**WRITTEN PROBLEM:**
From the material below, keep only the lines containing the string "rope", and copy each one out. Case counts.

**RECORD SET:**
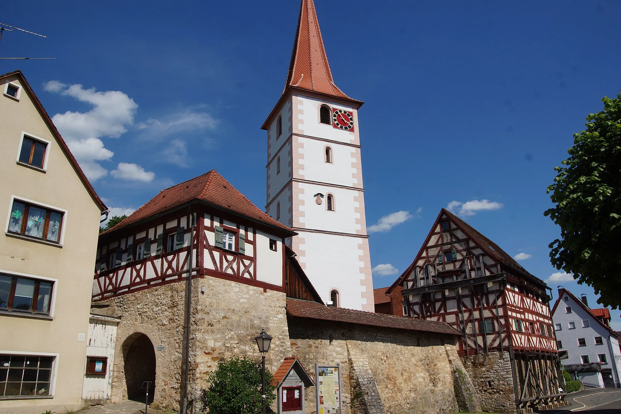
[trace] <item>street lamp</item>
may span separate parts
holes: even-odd
[[[270,351],[270,344],[271,343],[271,336],[265,331],[265,328],[261,329],[261,333],[255,338],[256,341],[256,346],[259,348],[259,352],[261,353],[261,359],[263,363],[263,369],[261,371],[261,380],[263,384],[261,386],[261,397],[263,400],[263,414],[265,414],[265,354]]]

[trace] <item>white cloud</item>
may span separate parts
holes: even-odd
[[[119,163],[116,169],[110,171],[110,175],[115,178],[129,181],[145,181],[148,182],[155,178],[155,173],[145,171],[145,169],[137,164]]]
[[[371,271],[373,274],[378,274],[380,276],[389,276],[391,274],[398,273],[399,269],[390,263],[386,263],[377,265],[371,269]]]
[[[528,254],[528,253],[518,253],[513,256],[513,258],[515,260],[526,260],[527,259],[530,259],[533,257],[532,254]]]
[[[134,124],[138,105],[119,91],[97,92],[81,84],[66,85],[50,81],[43,86],[53,93],[71,96],[92,106],[86,112],[67,111],[57,114],[52,120],[67,142],[71,153],[89,179],[95,181],[108,171],[97,161],[110,160],[114,153],[104,146],[103,137],[119,138]]]
[[[150,119],[136,125],[138,129],[151,138],[159,139],[171,133],[215,129],[218,121],[207,112],[189,110],[173,114],[163,120]]]
[[[419,210],[420,210],[420,209]],[[385,215],[379,220],[376,224],[369,226],[367,231],[371,233],[386,233],[398,224],[401,224],[404,222],[412,218],[412,215],[409,211],[397,211],[391,213],[388,215]]]
[[[108,220],[114,216],[117,215],[120,217],[122,215],[129,215],[134,211],[135,211],[135,210],[130,207],[111,207],[110,212],[108,213],[108,218],[99,225],[102,227],[105,227],[106,223],[108,222]]]
[[[545,279],[546,282],[573,282],[574,281],[573,275],[564,272],[556,272],[550,276],[550,277]]]
[[[471,200],[463,203],[460,201],[451,201],[446,205],[448,210],[457,215],[468,217],[474,215],[479,211],[500,210],[504,207],[502,203],[489,200]]]

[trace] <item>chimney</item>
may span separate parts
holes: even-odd
[[[582,303],[583,303],[583,304],[584,304],[584,306],[586,306],[586,307],[587,307],[587,308],[588,308],[588,307],[589,307],[589,302],[587,302],[587,300],[586,300],[586,294],[582,294],[582,295],[581,295],[580,296],[580,299],[582,299]]]

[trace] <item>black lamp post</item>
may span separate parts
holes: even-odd
[[[261,359],[263,362],[263,369],[261,372],[261,380],[263,381],[263,384],[261,386],[261,397],[263,400],[263,414],[265,414],[265,354],[270,350],[271,336],[265,331],[265,328],[262,328],[261,333],[255,338],[255,340],[256,341],[256,346],[259,347],[259,352],[261,353]]]

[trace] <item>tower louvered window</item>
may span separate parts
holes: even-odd
[[[319,108],[319,122],[330,125],[330,107],[327,105],[322,105]]]

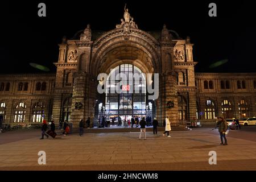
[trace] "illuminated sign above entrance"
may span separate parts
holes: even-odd
[[[122,90],[123,91],[129,91],[130,90],[130,85],[123,85],[122,86]]]

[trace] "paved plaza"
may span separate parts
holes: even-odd
[[[40,130],[0,134],[0,170],[256,170],[256,127],[230,131],[220,146],[217,130],[171,132],[85,133],[39,140]],[[46,165],[38,163],[46,152]],[[209,164],[209,152],[217,164]]]

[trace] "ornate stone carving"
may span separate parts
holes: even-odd
[[[77,50],[74,49],[68,52],[68,60],[69,61],[77,61]]]
[[[87,24],[87,27],[84,30],[84,33],[80,35],[80,40],[90,41],[92,40],[92,30],[90,24]]]
[[[126,4],[125,6],[125,13],[123,14],[123,18],[125,18],[125,22],[130,22],[130,19],[131,18],[131,16],[130,15],[130,13],[128,13],[128,9],[126,9]]]
[[[164,24],[163,26],[163,30],[162,30],[162,42],[171,41],[172,39],[171,35],[169,34],[169,31],[166,28],[166,25]]]
[[[67,43],[67,37],[65,36],[64,36],[62,38],[62,43],[63,44],[65,44]]]
[[[130,15],[130,13],[128,13],[128,9],[126,9],[126,4],[125,6],[125,13],[123,14],[123,19],[121,19],[121,23],[118,24],[115,26],[116,28],[123,28],[123,33],[130,33],[130,28],[138,28],[138,26],[134,21],[134,19]]]
[[[176,49],[174,51],[174,59],[177,60],[183,60],[184,56],[181,53],[181,51],[178,51]]]

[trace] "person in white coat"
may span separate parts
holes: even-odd
[[[166,135],[166,133],[167,133],[167,136],[171,137],[171,136],[169,135],[169,132],[171,130],[171,123],[170,122],[169,118],[167,117],[166,118],[166,131],[163,133],[163,136],[164,136]]]

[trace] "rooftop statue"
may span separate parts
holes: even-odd
[[[130,19],[131,18],[131,16],[130,16],[130,13],[128,13],[128,9],[126,9],[126,4],[125,6],[125,14],[123,14],[123,18],[125,18],[125,22],[130,22]]]

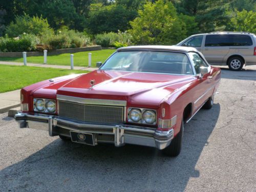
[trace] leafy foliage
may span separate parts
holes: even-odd
[[[122,33],[118,30],[118,33],[110,32],[95,35],[95,42],[103,47],[119,48],[131,45],[131,38],[132,36],[127,32]]]
[[[249,12],[245,10],[236,11],[235,16],[232,17],[228,26],[231,30],[236,31],[248,31],[256,33],[256,12]]]
[[[0,50],[3,52],[35,51],[39,39],[34,35],[24,34],[16,38],[0,37]]]
[[[50,37],[46,37],[42,40],[45,45],[49,45],[51,49],[75,48],[86,47],[91,44],[90,37],[83,33],[77,32],[62,28],[57,34]]]
[[[123,31],[129,28],[129,21],[136,15],[136,11],[127,10],[122,5],[92,4],[87,26],[93,34]]]
[[[148,2],[138,13],[129,31],[135,44],[172,45],[185,37],[185,24],[177,16],[172,3]]]
[[[16,16],[15,23],[12,22],[6,28],[6,33],[10,37],[17,37],[24,33],[41,36],[51,35],[53,33],[53,30],[50,28],[47,19],[41,16],[30,17],[25,14]]]

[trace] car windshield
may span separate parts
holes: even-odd
[[[191,66],[185,54],[167,51],[117,52],[100,69],[181,75],[193,74]]]

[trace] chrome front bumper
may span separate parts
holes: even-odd
[[[20,128],[45,130],[50,136],[63,135],[70,137],[70,131],[112,135],[116,146],[125,143],[151,146],[162,150],[174,138],[174,130],[161,132],[152,127],[125,124],[95,124],[42,114],[18,113],[15,116]],[[61,131],[62,130],[62,131]],[[97,142],[103,142],[96,140]]]

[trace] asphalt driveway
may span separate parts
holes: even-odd
[[[222,68],[213,108],[185,125],[174,158],[63,142],[0,114],[0,191],[255,191],[256,66],[246,69]]]

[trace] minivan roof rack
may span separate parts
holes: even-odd
[[[240,32],[233,32],[233,31],[216,31],[216,32],[212,32],[209,33],[247,33],[250,34],[250,32],[245,32],[245,31],[240,31]]]

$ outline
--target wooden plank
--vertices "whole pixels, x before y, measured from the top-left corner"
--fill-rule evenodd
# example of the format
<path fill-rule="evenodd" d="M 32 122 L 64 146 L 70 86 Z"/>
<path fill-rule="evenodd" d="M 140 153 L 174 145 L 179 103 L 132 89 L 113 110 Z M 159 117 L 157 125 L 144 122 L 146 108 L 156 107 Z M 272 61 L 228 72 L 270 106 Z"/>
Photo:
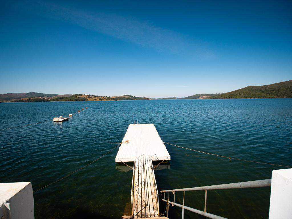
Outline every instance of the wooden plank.
<path fill-rule="evenodd" d="M 159 207 L 152 160 L 150 157 L 140 157 L 136 159 L 134 166 L 132 208 L 134 217 L 157 217 Z"/>

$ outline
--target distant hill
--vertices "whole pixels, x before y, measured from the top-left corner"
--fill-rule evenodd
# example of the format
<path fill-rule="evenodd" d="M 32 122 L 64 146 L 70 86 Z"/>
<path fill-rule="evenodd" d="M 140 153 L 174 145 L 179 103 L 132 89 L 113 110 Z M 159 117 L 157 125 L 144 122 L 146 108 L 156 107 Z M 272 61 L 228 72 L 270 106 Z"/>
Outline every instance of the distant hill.
<path fill-rule="evenodd" d="M 123 96 L 118 96 L 116 97 L 112 97 L 113 98 L 116 99 L 118 100 L 151 100 L 151 98 L 148 97 L 135 97 L 132 95 L 125 94 Z"/>
<path fill-rule="evenodd" d="M 164 98 L 157 98 L 156 100 L 176 100 L 183 99 L 206 99 L 209 98 L 216 95 L 219 95 L 220 93 L 200 93 L 195 94 L 192 96 L 189 96 L 186 97 L 166 97 Z"/>
<path fill-rule="evenodd" d="M 249 86 L 211 97 L 212 99 L 292 98 L 292 80 L 263 86 Z"/>
<path fill-rule="evenodd" d="M 137 100 L 151 100 L 146 97 L 135 97 L 126 94 L 124 96 L 109 97 L 91 94 L 47 94 L 31 92 L 24 93 L 0 94 L 1 102 L 48 102 L 64 101 L 102 101 Z"/>
<path fill-rule="evenodd" d="M 203 96 L 209 96 L 208 97 L 211 97 L 217 95 L 218 95 L 220 93 L 200 93 L 199 94 L 195 94 L 192 96 L 189 96 L 188 97 L 184 97 L 182 99 L 204 99 L 204 98 L 200 98 L 200 97 Z"/>
<path fill-rule="evenodd" d="M 52 97 L 58 95 L 58 94 L 47 94 L 34 92 L 22 93 L 0 94 L 0 101 L 8 101 L 13 99 L 31 98 L 34 97 Z"/>

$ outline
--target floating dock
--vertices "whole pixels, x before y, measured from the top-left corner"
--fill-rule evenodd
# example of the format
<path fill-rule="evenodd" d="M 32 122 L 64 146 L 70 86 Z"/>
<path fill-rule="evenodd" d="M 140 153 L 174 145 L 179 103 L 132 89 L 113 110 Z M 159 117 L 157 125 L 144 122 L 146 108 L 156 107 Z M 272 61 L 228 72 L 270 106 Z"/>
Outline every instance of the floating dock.
<path fill-rule="evenodd" d="M 134 162 L 131 218 L 158 218 L 158 193 L 152 161 L 169 160 L 170 156 L 153 124 L 130 125 L 123 142 L 116 162 Z"/>
<path fill-rule="evenodd" d="M 128 142 L 127 141 L 130 140 Z M 116 157 L 116 162 L 133 162 L 144 155 L 152 161 L 170 160 L 170 155 L 153 124 L 130 124 Z"/>
<path fill-rule="evenodd" d="M 53 121 L 54 122 L 62 122 L 68 120 L 69 119 L 69 117 L 63 117 L 62 116 L 60 116 L 58 118 L 57 117 L 54 118 Z"/>

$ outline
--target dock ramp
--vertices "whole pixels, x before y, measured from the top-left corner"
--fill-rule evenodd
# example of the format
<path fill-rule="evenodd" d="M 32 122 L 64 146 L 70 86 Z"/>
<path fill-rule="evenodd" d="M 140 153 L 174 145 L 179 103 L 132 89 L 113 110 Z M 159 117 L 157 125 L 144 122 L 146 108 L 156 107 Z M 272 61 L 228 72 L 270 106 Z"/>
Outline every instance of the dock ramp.
<path fill-rule="evenodd" d="M 152 161 L 170 160 L 170 156 L 153 124 L 131 124 L 116 162 L 133 162 L 131 218 L 159 217 L 158 193 Z"/>

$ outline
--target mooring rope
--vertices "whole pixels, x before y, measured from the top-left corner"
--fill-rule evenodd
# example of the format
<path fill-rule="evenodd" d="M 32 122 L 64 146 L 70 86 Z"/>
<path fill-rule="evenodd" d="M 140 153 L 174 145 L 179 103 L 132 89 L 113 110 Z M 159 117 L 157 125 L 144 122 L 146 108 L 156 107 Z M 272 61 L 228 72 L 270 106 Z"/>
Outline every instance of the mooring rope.
<path fill-rule="evenodd" d="M 264 163 L 263 162 L 260 162 L 258 161 L 251 161 L 251 160 L 244 160 L 243 159 L 240 159 L 239 158 L 237 158 L 234 157 L 227 157 L 226 156 L 223 156 L 221 155 L 218 155 L 218 154 L 211 154 L 210 153 L 208 153 L 207 152 L 205 152 L 204 151 L 200 151 L 197 150 L 194 150 L 192 149 L 191 149 L 190 148 L 188 148 L 187 147 L 182 147 L 181 146 L 179 146 L 178 145 L 173 145 L 172 144 L 170 144 L 170 143 L 168 143 L 167 142 L 163 142 L 164 144 L 167 144 L 168 145 L 172 145 L 173 146 L 175 146 L 175 147 L 180 147 L 181 148 L 184 148 L 184 149 L 186 149 L 187 150 L 190 150 L 191 151 L 195 151 L 197 152 L 199 152 L 199 153 L 203 153 L 204 154 L 209 154 L 210 155 L 213 155 L 214 156 L 217 156 L 217 157 L 223 157 L 225 158 L 228 158 L 229 159 L 229 160 L 231 161 L 232 159 L 233 160 L 240 160 L 242 161 L 246 161 L 247 162 L 251 162 L 252 163 L 255 163 L 257 164 L 268 164 L 269 165 L 272 165 L 274 166 L 284 166 L 285 167 L 290 167 L 290 168 L 292 168 L 292 166 L 286 166 L 284 165 L 280 165 L 279 164 L 270 164 L 267 163 Z"/>
<path fill-rule="evenodd" d="M 51 185 L 52 184 L 53 184 L 54 183 L 57 182 L 59 182 L 60 180 L 62 180 L 63 179 L 65 179 L 65 178 L 66 178 L 66 177 L 68 177 L 69 176 L 70 176 L 70 175 L 72 175 L 73 173 L 76 173 L 76 172 L 77 172 L 78 171 L 79 171 L 79 170 L 82 170 L 82 169 L 83 169 L 84 168 L 85 168 L 86 167 L 87 167 L 89 165 L 90 165 L 90 164 L 92 164 L 93 163 L 94 163 L 94 162 L 95 162 L 96 161 L 97 161 L 98 160 L 99 160 L 100 159 L 100 158 L 102 158 L 102 157 L 104 157 L 107 154 L 108 154 L 110 152 L 111 152 L 112 151 L 113 151 L 117 147 L 119 147 L 120 145 L 121 144 L 122 144 L 122 143 L 123 143 L 123 142 L 121 142 L 121 143 L 120 143 L 119 145 L 118 145 L 116 147 L 114 147 L 113 148 L 112 148 L 112 149 L 111 150 L 110 150 L 109 151 L 108 151 L 106 153 L 105 153 L 105 154 L 104 154 L 102 155 L 102 156 L 101 156 L 100 157 L 99 157 L 97 159 L 95 159 L 95 160 L 94 160 L 93 161 L 92 161 L 89 164 L 86 164 L 86 165 L 85 166 L 83 166 L 82 167 L 81 167 L 81 168 L 79 168 L 79 169 L 78 169 L 78 170 L 75 170 L 75 171 L 74 171 L 74 172 L 73 172 L 72 173 L 69 173 L 68 175 L 65 175 L 65 176 L 64 176 L 64 177 L 62 177 L 62 178 L 60 178 L 60 179 L 59 179 L 58 180 L 56 180 L 55 182 L 52 182 L 51 183 L 50 183 L 49 184 L 48 184 L 48 185 L 46 185 L 45 186 L 44 186 L 44 187 L 42 187 L 41 188 L 40 188 L 39 189 L 38 189 L 37 190 L 35 190 L 34 191 L 33 191 L 33 192 L 34 193 L 34 192 L 38 192 L 38 191 L 39 191 L 40 190 L 42 190 L 43 189 L 44 189 L 44 188 L 46 188 L 46 187 L 48 187 L 49 186 Z"/>

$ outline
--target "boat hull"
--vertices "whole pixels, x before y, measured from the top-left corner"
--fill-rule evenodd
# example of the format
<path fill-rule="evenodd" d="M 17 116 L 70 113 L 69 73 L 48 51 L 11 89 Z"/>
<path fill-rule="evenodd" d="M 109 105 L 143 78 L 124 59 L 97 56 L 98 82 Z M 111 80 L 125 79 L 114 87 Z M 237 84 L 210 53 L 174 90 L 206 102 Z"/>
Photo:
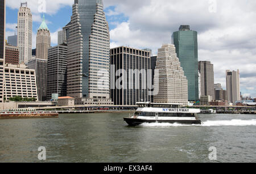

**TASK OUTPUT:**
--target mooring rope
Outline every instance of the mooring rope.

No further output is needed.